▶ **PASSAGE**
┌──

What’s behind the rise in trademark applications? Some blame China, but I think there’s more to it. And why and how are so many frivolous trademarks registered?
At the heart of it, trademarks should protect consumers from counterfeit products; instead, trademark trolling and frivolous trademarks limit competition and innovation. Why are so many questionable applications filed? And how are so many novelty expressions and niches getting registered as brands?
Why So Many Questionable Trademark Applications
The steady growth of Amazon’s third-party selling platforms will likely lead to an exponential increase in the number ofapplications submitted to USPTO. These will come from three main sources:
- Trademark trolls trying to gain a monopoly on trending expressions and keywords;
- Attorneys and other experts encouraging registration directly or via misinformation;
- Sellers who submit ineligible applications to protect themselves.

└──

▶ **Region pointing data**
┌──

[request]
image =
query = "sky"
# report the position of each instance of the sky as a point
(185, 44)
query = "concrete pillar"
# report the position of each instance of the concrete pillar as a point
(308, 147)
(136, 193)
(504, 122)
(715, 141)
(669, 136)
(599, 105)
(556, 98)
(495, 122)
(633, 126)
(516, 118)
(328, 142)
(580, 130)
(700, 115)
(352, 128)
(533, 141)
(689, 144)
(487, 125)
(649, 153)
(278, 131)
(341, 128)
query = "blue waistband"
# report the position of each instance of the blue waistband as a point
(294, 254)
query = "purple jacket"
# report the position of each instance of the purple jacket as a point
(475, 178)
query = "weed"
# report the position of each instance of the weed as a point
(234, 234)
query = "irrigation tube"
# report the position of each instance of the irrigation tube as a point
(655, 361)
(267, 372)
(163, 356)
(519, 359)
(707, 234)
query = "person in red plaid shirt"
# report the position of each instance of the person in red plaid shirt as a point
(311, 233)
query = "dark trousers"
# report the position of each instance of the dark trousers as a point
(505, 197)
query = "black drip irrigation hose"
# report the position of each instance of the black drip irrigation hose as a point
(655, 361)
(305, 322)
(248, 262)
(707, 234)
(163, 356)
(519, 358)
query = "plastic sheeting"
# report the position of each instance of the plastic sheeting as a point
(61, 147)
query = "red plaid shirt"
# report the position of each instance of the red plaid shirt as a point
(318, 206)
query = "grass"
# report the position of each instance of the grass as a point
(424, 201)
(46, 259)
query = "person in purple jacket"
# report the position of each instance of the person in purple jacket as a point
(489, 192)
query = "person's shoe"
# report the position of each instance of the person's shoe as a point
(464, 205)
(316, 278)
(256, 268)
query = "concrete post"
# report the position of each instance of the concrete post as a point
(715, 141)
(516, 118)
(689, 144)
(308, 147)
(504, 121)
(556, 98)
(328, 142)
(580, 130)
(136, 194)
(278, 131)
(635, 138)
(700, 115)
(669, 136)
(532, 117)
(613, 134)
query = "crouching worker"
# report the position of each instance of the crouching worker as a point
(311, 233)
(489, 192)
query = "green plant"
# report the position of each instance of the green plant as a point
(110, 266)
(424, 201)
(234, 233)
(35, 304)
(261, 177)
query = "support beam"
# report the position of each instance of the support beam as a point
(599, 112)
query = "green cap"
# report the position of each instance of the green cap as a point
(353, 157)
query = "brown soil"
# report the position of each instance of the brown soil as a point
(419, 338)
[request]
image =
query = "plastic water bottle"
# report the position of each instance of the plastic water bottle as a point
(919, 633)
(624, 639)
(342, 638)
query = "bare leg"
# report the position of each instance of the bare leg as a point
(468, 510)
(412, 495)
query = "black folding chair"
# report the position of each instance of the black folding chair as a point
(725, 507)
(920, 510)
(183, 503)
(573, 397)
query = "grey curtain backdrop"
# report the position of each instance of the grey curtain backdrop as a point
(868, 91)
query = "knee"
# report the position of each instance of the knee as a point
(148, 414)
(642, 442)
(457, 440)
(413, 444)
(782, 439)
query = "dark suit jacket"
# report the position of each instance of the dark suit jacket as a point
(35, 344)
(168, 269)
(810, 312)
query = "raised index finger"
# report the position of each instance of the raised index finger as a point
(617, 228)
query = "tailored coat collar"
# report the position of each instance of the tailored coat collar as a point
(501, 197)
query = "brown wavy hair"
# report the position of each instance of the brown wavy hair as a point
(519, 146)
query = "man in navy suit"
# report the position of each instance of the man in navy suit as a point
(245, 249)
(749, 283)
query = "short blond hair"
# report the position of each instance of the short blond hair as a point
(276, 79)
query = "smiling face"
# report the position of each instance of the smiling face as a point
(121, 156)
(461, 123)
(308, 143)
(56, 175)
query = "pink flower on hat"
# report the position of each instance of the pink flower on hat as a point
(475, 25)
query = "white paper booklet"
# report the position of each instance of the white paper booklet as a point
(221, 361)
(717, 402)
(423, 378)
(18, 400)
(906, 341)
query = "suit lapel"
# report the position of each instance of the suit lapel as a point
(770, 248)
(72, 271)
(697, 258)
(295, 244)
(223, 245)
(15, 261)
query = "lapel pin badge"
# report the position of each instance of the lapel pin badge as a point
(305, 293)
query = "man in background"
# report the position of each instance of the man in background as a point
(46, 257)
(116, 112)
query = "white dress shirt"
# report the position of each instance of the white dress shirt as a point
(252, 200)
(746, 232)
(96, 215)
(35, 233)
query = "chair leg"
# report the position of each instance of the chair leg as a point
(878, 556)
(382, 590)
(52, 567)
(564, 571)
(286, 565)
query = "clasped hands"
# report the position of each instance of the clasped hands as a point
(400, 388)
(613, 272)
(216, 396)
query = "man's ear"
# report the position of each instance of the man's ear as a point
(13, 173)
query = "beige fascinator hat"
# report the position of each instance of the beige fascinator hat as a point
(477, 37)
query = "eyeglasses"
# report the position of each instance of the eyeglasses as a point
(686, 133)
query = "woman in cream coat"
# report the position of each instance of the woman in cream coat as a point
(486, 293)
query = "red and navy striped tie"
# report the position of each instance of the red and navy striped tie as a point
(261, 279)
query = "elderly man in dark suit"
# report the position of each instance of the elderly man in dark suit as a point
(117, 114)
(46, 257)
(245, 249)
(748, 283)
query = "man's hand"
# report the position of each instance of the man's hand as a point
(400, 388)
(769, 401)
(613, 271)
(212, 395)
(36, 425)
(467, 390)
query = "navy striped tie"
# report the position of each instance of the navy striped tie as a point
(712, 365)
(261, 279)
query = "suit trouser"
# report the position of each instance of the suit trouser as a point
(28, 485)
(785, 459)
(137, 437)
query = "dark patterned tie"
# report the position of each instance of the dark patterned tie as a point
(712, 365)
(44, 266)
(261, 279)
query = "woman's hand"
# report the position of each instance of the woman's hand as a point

└──

Answer these questions using the trademark text above.
1. What should trademarks protect consumers from?
2. Whose third-party selling platforms does the text say will likely lead to more applications?
3. What three main sources will those applications come from?

1. Counterfeit products.
2. Amazon's.
3. Trademark trolls trying to gain a monopoly on trending expressions and keywords; attorneys and other experts encouraging registration directly or through misinformation; and sellers who submit ineligible applications to protect themselves.